(Metin Bölümü)
════

Ekmek meselesine gelirsek… Bir süredir Türkiye’de “ekmek” artık bir besin kaynağı olmaktan çok siyasi bir anlam kazanmaya; giderek artan açlığın, yoksulluğun, işsizliğin, geçim sıkıntısının merkezine oturan bir kavram haline dönüşmeye başladı. Ekmeğin bu yönüyle ön plana çıkması iktidar için hayra alamet bir durum olmayabilir. Zira tarih ekmek isyanlarıyla çöpe atılan iktidarlarla dolu. 

Örneğin, Fransız Devrimi’nde 5 Ekim 1789 önemli bir tarihtir; zira binlerce yoksul kadının artan tahıl ve ekmek fiyatlarına karşı proptestoları kısa sürede dönemin monarşisinin safahatının bir simgesi olan Versay Sarayı’na karşı bir isyanı tetiklemişti. Kraliçe Marie Antoinette’ye atfedilen “Ekmek yoksa pasta yesinler!” sözü bu dönemin bir sembolüdür ve hala egemenlerin bakış açısında yerini korumaktadır. Bakınız Devlet Bahçeli…

Troçki de Rus Devrim Tarihi eserinde 1917’de Çarlığı deviren Şubat ayaklanması (ki yine kadınlar isyanın en ön saflarındadır) öncesinde bardağı taşıran son damlanın “ekmek fırınları önündeki o bitmek tükenmek bilmeyen kuyruk nöbetleri” olduğundan bahseder. 

Belki de bu konuda yakın tarihte akla gelen en çarpıcı ve radikal örnek 2008 yılında Mısır’da yaşanan ekmek isyanlarıdır ki, bu dönemde Afrika’nın birçok ülkesinde aynı nedenlerle isyanlar yaşanmış ve bu süreç bir nevi Arap Baharı’na ön ayak olmuştu. Kriz ve yoksulluk kıskacındaki Mısır’da, 2008 yılında ekmek kuyruklarında en az 11 kişi yaşamını yitirirken; gıda fiyatlarındaki hızlı yükseliş ve Mübarek rejiminin ekmek fiyatlarındaki sübvansiyonları kriz gerekçesiyle kesmesi toplumun yoksul emekçi katmanlarında büyük bir öfke yaratıyordu. Eylemlerin merkez üssü ise Ortadoğu’nun en büyük tekstil fabrikasına ev sahipliği yapan Mahalla El Kübra kentiydi. Halihazırda 2008 öncesi dönemde de hak gasplarına, neoliberal saldırılara ve hayat pahalılığına işçi sınıfının grevlerle en sert tepkiyi verdiği yerlerden biri olan Mahalla el Kübra’da 6 Nisan 2008’da ilan edilen grev neredeyse Mısır’ın bütün büyük işçi merkezlerini içine çekecek ve hayatı durduracak bir grev dalgasının fitilini ateşlemişti. Bu radikalizm Mısır için hiç yabancı değildi. Zira, 1977 yılında Enver Sedat yönetimine karşı da merkezinde aynı sanayi merkezlerinin yer aldığı ekmek isyanları çıkmış ve protestolarda 79 kişi katledilmişti.

════

(Veri İçeriği)
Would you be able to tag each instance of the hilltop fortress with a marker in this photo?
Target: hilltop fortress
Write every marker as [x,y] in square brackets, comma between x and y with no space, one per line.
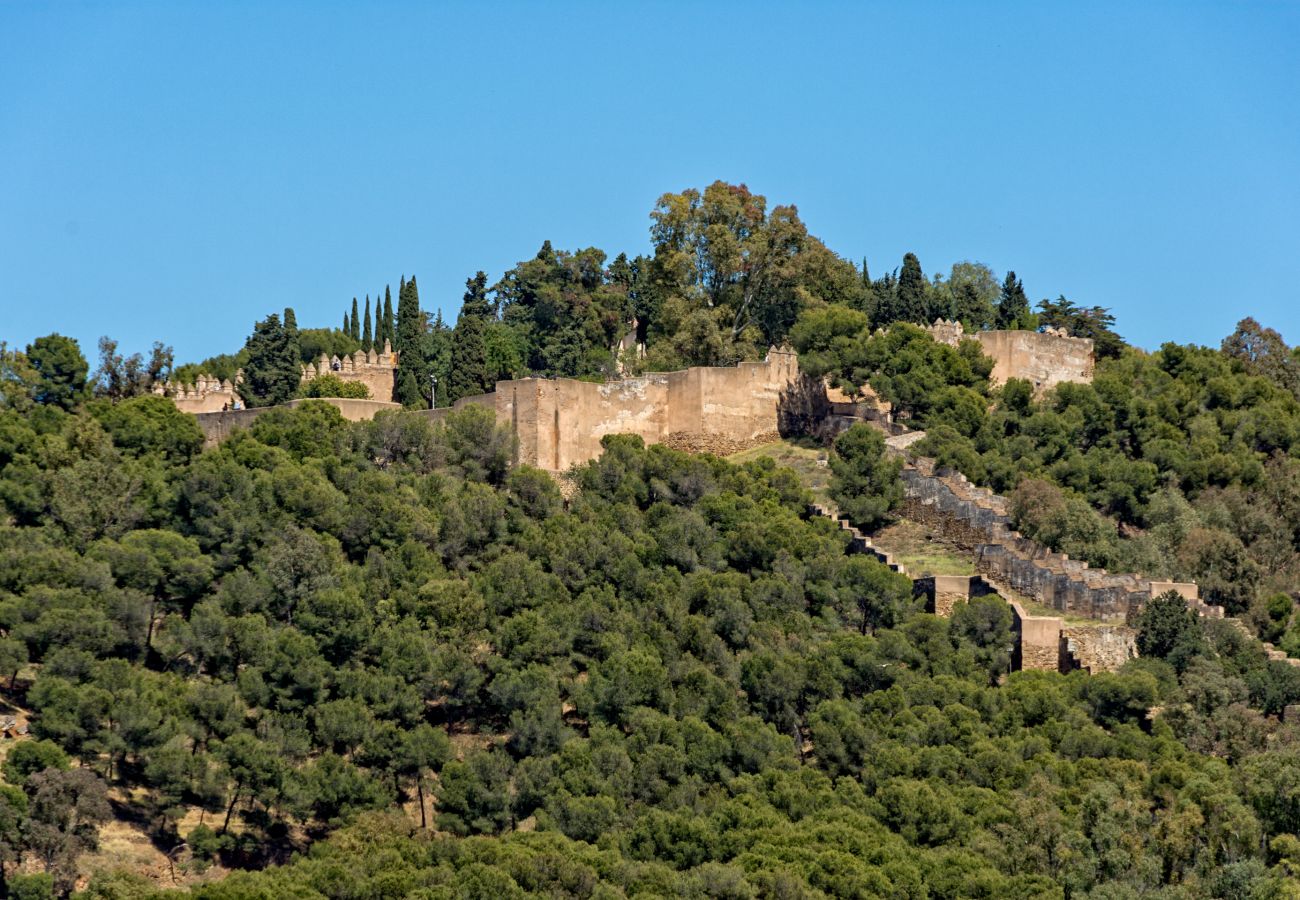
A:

════

(Görev Talimatı)
Ekmek isyanlarını anlatan metinde "Ekmek meselesine gelirsek…" sözlerinden başlayıp "atılan iktidarlarla dolu." sözleri de dahil olmak üzere o sözlere kadar uzanan kısmı hiçbir değişiklik yapmadan yazar mısınız?

(Görev Yanıtı)
Ekmek meselesine gelirsek… Bir süredir Türkiye’de “ekmek” artık bir besin kaynağı olmaktan çok siyasi bir anlam kazanmaya; giderek artan açlığın, yoksulluğun, işsizliğin, geçim sıkıntısının merkezine oturan bir kavram haline dönüşmeye başladı. Ekmeğin bu yönüyle ön plana çıkması iktidar için hayra alamet bir durum olmayabilir. Zira tarih ekmek isyanlarıyla çöpe atılan iktidarlarla dolu.